**Task prompt:**
Across these entries, how many lines contain the word "mountain"? Answer with only the number.

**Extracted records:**
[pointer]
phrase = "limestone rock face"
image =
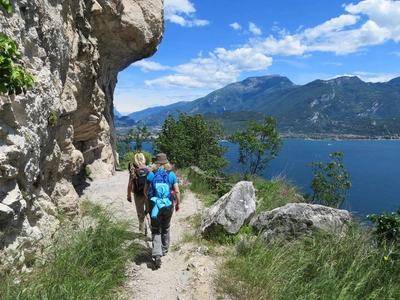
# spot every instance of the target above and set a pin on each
(296, 220)
(64, 124)
(231, 211)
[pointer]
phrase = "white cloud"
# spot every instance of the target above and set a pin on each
(147, 65)
(254, 29)
(385, 14)
(182, 12)
(235, 26)
(375, 77)
(220, 68)
(368, 23)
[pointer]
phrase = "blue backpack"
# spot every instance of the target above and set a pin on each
(160, 192)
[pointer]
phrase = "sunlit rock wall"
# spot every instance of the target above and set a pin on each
(64, 124)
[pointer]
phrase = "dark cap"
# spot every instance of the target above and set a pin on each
(161, 158)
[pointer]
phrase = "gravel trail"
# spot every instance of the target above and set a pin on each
(186, 272)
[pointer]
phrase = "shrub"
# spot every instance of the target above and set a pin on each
(330, 182)
(387, 227)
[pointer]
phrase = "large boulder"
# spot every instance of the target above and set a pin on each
(231, 211)
(295, 220)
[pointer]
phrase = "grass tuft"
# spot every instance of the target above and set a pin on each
(84, 263)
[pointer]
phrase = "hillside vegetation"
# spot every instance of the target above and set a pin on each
(344, 105)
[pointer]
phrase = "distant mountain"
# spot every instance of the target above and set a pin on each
(144, 114)
(341, 105)
(117, 114)
(124, 121)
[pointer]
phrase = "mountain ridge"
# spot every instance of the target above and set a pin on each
(340, 105)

**Exercise solution:**
2